== WORK TASK ==
Reproduce all of the entries character for character, while leaving out any pictures they contain.

(Beginning of EXERCISE DATA)

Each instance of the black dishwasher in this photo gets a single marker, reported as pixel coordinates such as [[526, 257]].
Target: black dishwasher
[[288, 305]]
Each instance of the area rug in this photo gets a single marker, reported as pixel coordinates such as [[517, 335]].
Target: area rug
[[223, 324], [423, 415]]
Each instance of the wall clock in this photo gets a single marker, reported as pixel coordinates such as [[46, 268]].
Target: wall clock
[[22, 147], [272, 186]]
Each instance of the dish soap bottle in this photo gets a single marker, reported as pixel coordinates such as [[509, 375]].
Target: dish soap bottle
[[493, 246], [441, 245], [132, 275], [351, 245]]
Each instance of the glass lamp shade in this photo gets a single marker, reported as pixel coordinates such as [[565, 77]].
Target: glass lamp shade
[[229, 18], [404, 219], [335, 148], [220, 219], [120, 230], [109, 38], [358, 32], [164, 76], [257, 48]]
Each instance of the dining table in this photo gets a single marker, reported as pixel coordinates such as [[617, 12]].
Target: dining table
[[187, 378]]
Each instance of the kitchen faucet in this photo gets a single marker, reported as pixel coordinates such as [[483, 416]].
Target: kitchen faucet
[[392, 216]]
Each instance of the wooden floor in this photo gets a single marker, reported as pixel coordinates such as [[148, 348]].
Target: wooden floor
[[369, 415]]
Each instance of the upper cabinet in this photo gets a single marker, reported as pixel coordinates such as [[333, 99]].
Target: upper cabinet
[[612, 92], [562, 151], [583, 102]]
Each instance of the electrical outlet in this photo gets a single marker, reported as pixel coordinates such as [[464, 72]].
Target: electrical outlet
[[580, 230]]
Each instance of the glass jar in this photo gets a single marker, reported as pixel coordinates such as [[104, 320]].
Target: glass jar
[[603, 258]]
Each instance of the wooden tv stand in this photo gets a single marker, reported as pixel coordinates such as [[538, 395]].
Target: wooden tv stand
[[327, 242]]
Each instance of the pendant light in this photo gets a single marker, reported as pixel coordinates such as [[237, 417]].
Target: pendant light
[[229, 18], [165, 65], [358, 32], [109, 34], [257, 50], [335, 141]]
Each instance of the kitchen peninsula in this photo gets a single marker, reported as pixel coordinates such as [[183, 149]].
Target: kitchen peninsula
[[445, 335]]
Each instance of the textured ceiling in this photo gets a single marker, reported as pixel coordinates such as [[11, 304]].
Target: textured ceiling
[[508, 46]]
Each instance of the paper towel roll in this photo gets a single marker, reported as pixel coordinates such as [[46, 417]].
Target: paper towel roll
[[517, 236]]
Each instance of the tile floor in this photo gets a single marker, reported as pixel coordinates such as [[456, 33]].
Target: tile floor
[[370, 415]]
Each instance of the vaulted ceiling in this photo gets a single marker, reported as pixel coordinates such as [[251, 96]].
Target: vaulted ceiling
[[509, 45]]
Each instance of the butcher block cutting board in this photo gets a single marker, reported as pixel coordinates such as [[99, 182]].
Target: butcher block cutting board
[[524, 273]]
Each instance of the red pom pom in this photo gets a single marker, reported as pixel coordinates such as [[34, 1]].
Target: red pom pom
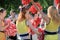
[[25, 2], [8, 20], [56, 2], [33, 10], [40, 30]]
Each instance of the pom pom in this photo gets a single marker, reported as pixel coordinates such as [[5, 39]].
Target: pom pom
[[25, 2], [33, 10]]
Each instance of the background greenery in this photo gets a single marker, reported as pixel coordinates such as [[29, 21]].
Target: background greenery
[[14, 4]]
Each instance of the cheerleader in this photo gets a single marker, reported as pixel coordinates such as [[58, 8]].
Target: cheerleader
[[22, 28], [2, 24]]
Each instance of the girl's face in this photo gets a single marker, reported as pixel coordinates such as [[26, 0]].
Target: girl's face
[[12, 13], [35, 16], [2, 15]]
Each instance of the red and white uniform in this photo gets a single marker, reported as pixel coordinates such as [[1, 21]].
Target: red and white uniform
[[25, 2]]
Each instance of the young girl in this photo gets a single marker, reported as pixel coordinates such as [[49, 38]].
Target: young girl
[[22, 28], [2, 24]]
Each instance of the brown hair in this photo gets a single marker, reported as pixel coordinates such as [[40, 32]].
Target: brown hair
[[22, 14], [52, 15]]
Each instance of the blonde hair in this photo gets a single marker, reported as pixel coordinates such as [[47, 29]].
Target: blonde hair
[[52, 15], [21, 15]]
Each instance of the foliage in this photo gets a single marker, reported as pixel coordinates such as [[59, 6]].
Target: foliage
[[14, 4]]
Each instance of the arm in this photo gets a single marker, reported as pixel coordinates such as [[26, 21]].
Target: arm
[[45, 17], [33, 29]]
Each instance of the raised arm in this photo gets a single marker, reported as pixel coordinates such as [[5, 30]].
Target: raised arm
[[45, 17]]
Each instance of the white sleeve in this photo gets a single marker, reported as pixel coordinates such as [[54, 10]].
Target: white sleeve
[[31, 26]]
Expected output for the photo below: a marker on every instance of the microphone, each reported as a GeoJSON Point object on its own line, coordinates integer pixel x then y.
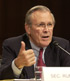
{"type": "Point", "coordinates": [57, 44]}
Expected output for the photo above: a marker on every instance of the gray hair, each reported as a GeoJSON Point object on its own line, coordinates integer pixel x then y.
{"type": "Point", "coordinates": [36, 8]}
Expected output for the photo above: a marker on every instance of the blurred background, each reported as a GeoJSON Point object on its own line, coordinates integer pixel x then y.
{"type": "Point", "coordinates": [12, 17]}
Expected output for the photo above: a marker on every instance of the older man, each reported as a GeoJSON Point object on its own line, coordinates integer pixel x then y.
{"type": "Point", "coordinates": [20, 54]}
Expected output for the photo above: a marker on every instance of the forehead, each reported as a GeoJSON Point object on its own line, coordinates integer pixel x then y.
{"type": "Point", "coordinates": [41, 16]}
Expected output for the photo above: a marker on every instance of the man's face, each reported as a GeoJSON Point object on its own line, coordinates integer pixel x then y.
{"type": "Point", "coordinates": [41, 30]}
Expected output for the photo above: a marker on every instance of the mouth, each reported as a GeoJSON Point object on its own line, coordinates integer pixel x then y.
{"type": "Point", "coordinates": [45, 36]}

(End of EXERCISE DATA)

== COMPLETED TASK ==
Each instance of the black dishwasher in this photo gets a single marker, reported as pixel coordinates such as [[526, 257]].
Target: black dishwasher
[[288, 305]]
Each instance of the area rug in this photo gets a single marker, reported as pixel coordinates such as [[517, 335]].
Target: area rug
[[223, 324], [423, 415]]
Each instance of the wall clock in this photo gets a single marker, reported as pixel coordinates such as [[46, 268]].
Target: wall clock
[[22, 147], [272, 186]]
Each instance of the dish soap bottle in this photo gets a single marker, reported as pixel coordinates such as [[509, 375]].
Target: dish soap bottle
[[493, 246], [441, 245], [132, 275], [351, 245]]
Each instance of the glass lamp shade in this photo gets a single marker, reported as pixel coordinates such as [[565, 77]].
Target: glass lamp shade
[[229, 18], [404, 219], [335, 148], [220, 219], [120, 230], [109, 38], [358, 32], [164, 76], [257, 48]]
Each instance of the dining table in this photo gets a single marker, reported as pixel coordinates such as [[617, 12]].
Target: dining table
[[187, 378]]
Each instance of the kitchen faucet in this photo gets a single marker, reported as pixel coordinates such as [[483, 416]].
Target: kitchen faucet
[[392, 216]]
Each instance of the wooden floor in this photo gets a single marker, reported as pixel coordinates such as [[148, 348]].
Target: wooden floor
[[369, 415]]
Each instance of the upper cabinet in this photo gets a single marker, reported as pixel coordinates such as [[333, 99]].
Target: upper cabinet
[[612, 92], [562, 151], [583, 102]]
Each instance of the electrical outlet in this photo gets a single marker, reported as pixel coordinates such as [[464, 72]].
Target: electrical outlet
[[580, 230]]
Each instance of the glass jar in this photo gets a single marker, reported as pixel coordinates such as [[104, 320]].
Target: glass jar
[[603, 258]]
Each instance of the wooden tv stand in this photo gets a single marker, reported as pixel coordinates such as [[538, 395]].
Target: wooden tv stand
[[327, 242]]
Each instance of the pendant light in this photo gets a single marker, reported as pixel coordinates such as [[237, 417]].
Target: pendant light
[[229, 18], [165, 65], [358, 32], [109, 34], [257, 50], [335, 141]]
Each instance of the kitchen peninsula in this photo gets a single marker, reported as pixel coordinates such as [[183, 149]].
Target: kitchen peninsula
[[445, 335]]
Each instance of the textured ceiling in this photo gets a single marker, reported as pixel coordinates such as [[11, 304]].
Target: textured ceiling
[[508, 46]]
Each instance of the paper towel roll in this photo gets a single marker, reported as pixel coordinates such as [[46, 417]].
Target: paper towel roll
[[517, 236]]
Each instance of the tile floor in this photo gets a single marker, reported as pixel coordinates such as [[456, 33]].
Target: tile floor
[[370, 415]]
Each instance of the vaulted ceiling in this photo gets a single marker, reported as pixel coordinates such as [[251, 96]].
Target: vaulted ceiling
[[509, 45]]
Each instance of the butcher block cutting board in this photo gets a single marker, reported as pixel coordinates such as [[99, 182]].
Target: butcher block cutting board
[[524, 273]]
Each instance of the red pom pom in this photo gets a single marker, reported as pixel coordinates such as [[34, 1]].
Target: red pom pom
[[25, 2], [8, 20], [56, 2], [33, 10], [40, 30]]
Each instance of the pom pom in this photo gets a single marker, reported as pixel coordinates such as [[5, 39]].
Target: pom pom
[[25, 2], [33, 10]]
Each instance of the background greenery in this photo gets a single marker, reported as pixel coordinates such as [[29, 21]].
Target: background greenery
[[14, 4]]
Each instance of the cheerleader in this photo gets a single marker, reported as pixel coordinates such as [[58, 8]].
Target: cheerleader
[[22, 28], [2, 24]]
Each instance of the girl's face in this photo gets a single marker, reported as pixel coordinates such as [[26, 0]].
Target: girl's face
[[12, 13], [35, 16], [2, 15]]
Each instance of the red and white uniform in this photo gets a single marker, reported as pixel coordinates such as [[1, 21]].
Target: red and white uniform
[[25, 2]]
Each instance of the young girl in this photo gets a single marker, reported as pixel coordinates such as [[49, 38]].
Target: young girl
[[22, 28], [2, 24]]
Each instance of the brown hair in this photo gets a single marker, reported as pixel coordinates such as [[40, 32]].
Target: brown hair
[[22, 14], [52, 15]]
Each instance of the blonde hair in this photo gets a single marker, reported as pixel coordinates such as [[47, 29]].
Target: blonde hair
[[52, 15], [21, 15]]
Each instance of the foliage in this photo gets a single marker, reported as pixel coordinates such as [[59, 6]].
Target: foliage
[[14, 4]]
Each instance of the arm in this photo gets a single marker, reported as pixel coordinates such as [[26, 21]].
Target: arm
[[45, 17], [33, 29]]
Each instance of the raised arm in this photo gets a single marker, reported as pixel coordinates such as [[5, 30]].
Target: raised arm
[[45, 17]]
Each instance of the white sleeve in this photo gets a single marker, reported as pixel coordinates such as [[54, 10]].
Target: white sleeve
[[31, 26]]
Expected output for the photo below: a marker on every instance of the microphone, each reported as a GeoJSON Point object on its own line, coordinates integer pixel x then y.
{"type": "Point", "coordinates": [57, 44]}
Expected output for the photo above: a marker on every instance of the gray hair, each reported as a GeoJSON Point object on its own line, coordinates integer pixel x then y.
{"type": "Point", "coordinates": [36, 8]}
Expected output for the photo above: a marker on every instance of the blurred background, each reported as a GeoJSON Point object on its own line, coordinates integer pixel x then y.
{"type": "Point", "coordinates": [12, 17]}
Expected output for the photo above: a marker on every instance of the older man, each reported as a GeoJSON Point object on its own line, coordinates integer pixel x then y.
{"type": "Point", "coordinates": [20, 54]}
Expected output for the photo above: a marker on every instance of the forehead, each reported as a GeoJSON Point object on its own line, coordinates integer pixel x then y.
{"type": "Point", "coordinates": [41, 16]}
Expected output for the photo above: a marker on every instance of the man's face, each reported as a GeoJSON Point object on its own line, coordinates integer pixel x then y.
{"type": "Point", "coordinates": [41, 30]}
Expected output for the photo above: a marker on every instance of the mouth, each reported as a GeoJSON Point object on its own line, coordinates integer pixel x then y.
{"type": "Point", "coordinates": [45, 36]}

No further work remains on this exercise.